* **The input**
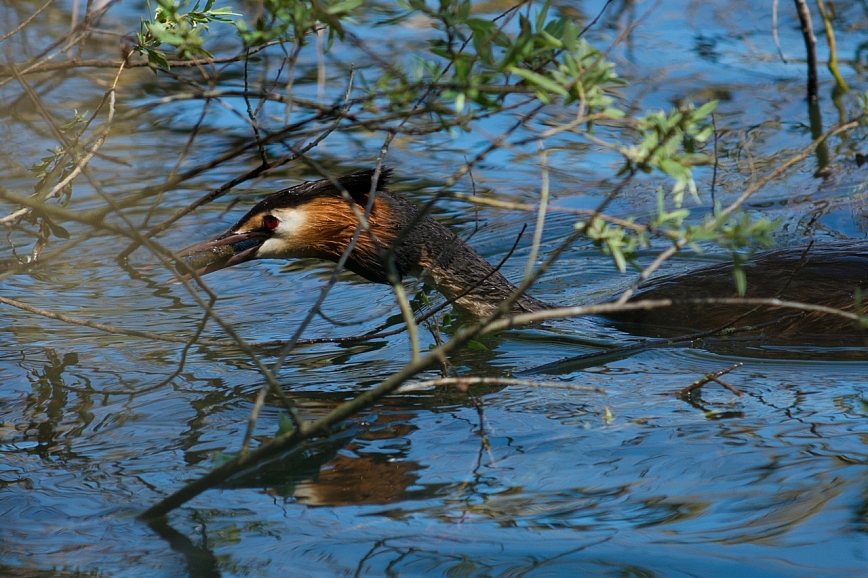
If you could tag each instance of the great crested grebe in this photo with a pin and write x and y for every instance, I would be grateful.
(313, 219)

--

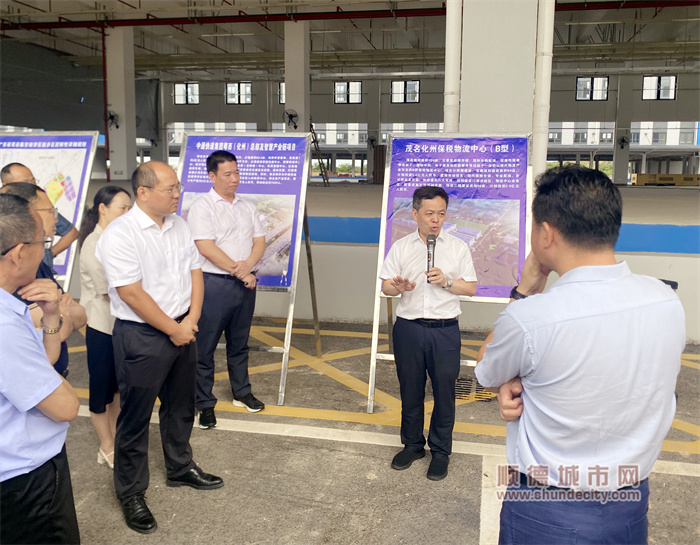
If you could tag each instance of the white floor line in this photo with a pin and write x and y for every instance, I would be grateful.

==

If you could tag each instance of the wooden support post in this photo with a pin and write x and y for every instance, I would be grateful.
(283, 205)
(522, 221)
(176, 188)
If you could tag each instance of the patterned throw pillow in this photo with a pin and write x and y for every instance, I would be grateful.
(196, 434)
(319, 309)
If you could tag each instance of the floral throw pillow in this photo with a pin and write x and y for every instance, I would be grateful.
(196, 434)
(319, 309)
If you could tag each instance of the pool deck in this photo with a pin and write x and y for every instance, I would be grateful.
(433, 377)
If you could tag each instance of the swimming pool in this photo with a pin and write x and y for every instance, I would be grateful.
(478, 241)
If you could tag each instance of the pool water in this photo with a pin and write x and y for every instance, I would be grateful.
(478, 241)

* **Task**
Pull out each line above that contains the word "would", with case counting.

* **Result below**
If you could tag each instance of the great crested grebe in this photo with a pin and write x and y for every instance, I would be grateful.
If you could tag each instance of the white floor line in this photo with a pin and write x and y for every instance, I would be grateful.
If you could tag each instance of the wooden support post in this photo with a pin and write x and y for every instance, I would be grateful.
If you could tag each instance of the patterned throw pillow in this photo with a pin and write x and y for every instance, I would be grateful.
If you could tag each instance of the floral throw pillow in this photo with a pin and write x and y for every instance, I would be grateful.
If you could tag each instance of the pool deck in this photo with a pin and write x and y for every instance, I would be grateful.
If you could tag each instance of the swimming pool in this photo with a pin and write x and y for every instance, I would be grateful.
If you could tag each instance of the pool water in this photo with a pin and write x and y for every instance, I would be grateful.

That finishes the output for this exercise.